■ **SUPPLIED TEXT**:

I'm still confused about whether I've ever truly experienced romantic attraction. I know I've felt genuine like for specific people before, but sometimes that is tinged with nervousness because I get anxious in some social situations. When I was younger in my teens I believe I had infatuations but they were often very shallow and based on how the person looked aesthetically.

To add to this confusion, I'm not sure I can clearly give myself a label to describe who I'm attracted to, whether platonically or not. When I meet someone for the first time, of course I might notice physically pleasing aspects in how they look but I never consider getting to know the person better for the purpose of getting close to them romantically. The nervousness I feel in social situations is embarrassing and can vary depending on different factors. If I find the person sexually attractive, I also feel intimidated by my own perception of the person and insecure about whether the person finds me interesting to talk to. If I get to know a person well enough and the sexual attraction stays, sometimes I'll imagine what it might be like to kiss or cuddle with the person, however, I can't tell if this is really romantic attraction because it's just a fantasy in my mind and not actually a lived experience in real life. so I wonder if I actually only like the IDEA of what it might feel like to be with the person as such but if it really happened, I am not sure I could reciprocate. At the same time, I can't see myself kissing or cuddling with anyone, unless maybe if I already had a deep emotional bond with them. And this in itself is not guaranteed as I only imagine this is how I would behave if I had such a person, and I'm unclear if it happened in real life, would I still react this way or would I be repulsed? 

Edited by Raininspring
  • 2 months later...
Posted

How I define when I feel romantic attraction is a significant change in behavior when it comes to general daily interactions with another person.

Now "significant" is a very open to interpretation word so it might not be a definition that works for everyone, but for me that means things like taking pictures of food and stuff I see out and about and talking about where I'm going and just being generally very annoying because I feel like i HAVE to share my entire life down to the second with this person, not because I want to mind you, but because "that's just what you do in a relationship".

I don't know where I got this idea, maybe tv shows or books I read as a kid, point is its stuck with me my entire life, love is a forced, intentional, and drastic change in behavior that is rewarded with a miniscule amount of pleasure for me at least. truly exhausting.

I think it's very important to have these definitions, because it gives you a very good early warning sign that this isn't going to work, and you should probably at least slow down if not stop, talk with your partner a bit, that's sort of thing. It's easy to get caught up in emotions and try to copy the energy of someone who is being romantic towards you (at least it is for me, thanks being neurodivergent) and not realize that what you're doing is actually just killing your mental health.

  • 2 months later...
Guest Bené
Posted
On 4/15/2016 at 4:47 PM, Rising Sun said:
  1. Doesn't work with polyamory.

Yes, I thought of this too...I think I like someone but I feel stuck on wheter it's selfish or not to want to be exclusive. A lot of parts of love feel self-serving if you think about it.... I find it astonishing how many people can admit to feeling that.

■ **EXTRACTED INFORMATION**:
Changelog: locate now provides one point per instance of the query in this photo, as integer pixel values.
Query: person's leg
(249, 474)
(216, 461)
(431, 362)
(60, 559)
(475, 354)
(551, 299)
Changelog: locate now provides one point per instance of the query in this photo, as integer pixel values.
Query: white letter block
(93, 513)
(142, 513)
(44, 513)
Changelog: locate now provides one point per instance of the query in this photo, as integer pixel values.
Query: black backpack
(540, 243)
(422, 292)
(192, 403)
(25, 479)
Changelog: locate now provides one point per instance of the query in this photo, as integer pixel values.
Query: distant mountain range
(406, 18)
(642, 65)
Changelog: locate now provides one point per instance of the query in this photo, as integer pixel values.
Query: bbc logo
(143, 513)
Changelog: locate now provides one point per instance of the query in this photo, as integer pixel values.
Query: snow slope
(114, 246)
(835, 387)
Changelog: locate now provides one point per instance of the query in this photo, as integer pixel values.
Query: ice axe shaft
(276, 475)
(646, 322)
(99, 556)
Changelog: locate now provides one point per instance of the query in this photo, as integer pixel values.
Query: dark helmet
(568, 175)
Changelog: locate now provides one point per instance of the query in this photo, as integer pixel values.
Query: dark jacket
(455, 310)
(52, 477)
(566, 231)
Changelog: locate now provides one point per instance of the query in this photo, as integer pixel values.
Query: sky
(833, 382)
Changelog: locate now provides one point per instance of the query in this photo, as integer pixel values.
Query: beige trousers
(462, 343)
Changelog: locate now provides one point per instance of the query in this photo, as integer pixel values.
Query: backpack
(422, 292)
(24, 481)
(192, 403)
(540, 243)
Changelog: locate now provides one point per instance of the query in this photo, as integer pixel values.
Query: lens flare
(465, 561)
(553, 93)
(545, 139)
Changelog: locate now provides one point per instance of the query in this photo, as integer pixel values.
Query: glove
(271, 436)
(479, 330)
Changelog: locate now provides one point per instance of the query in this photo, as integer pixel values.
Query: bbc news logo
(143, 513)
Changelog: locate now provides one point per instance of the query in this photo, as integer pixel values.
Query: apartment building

■ **TASK INSTRUCTIONS**:
Copy the discussion on romantic attraction from "Yes, I thought" up to and including "to feeling that.", switching "selfish" to "unfair". The material above stands apart from the discussion on romantic attraction.

■ **EXPECTED OUTPUT**:
Yes, I thought of this too...I think I like someone but I feel stuck on wheter it's unfair or not to want to be exclusive. A lot of parts of love feel self-serving if you think about it.... I find it astonishing how many people can admit to feeling that.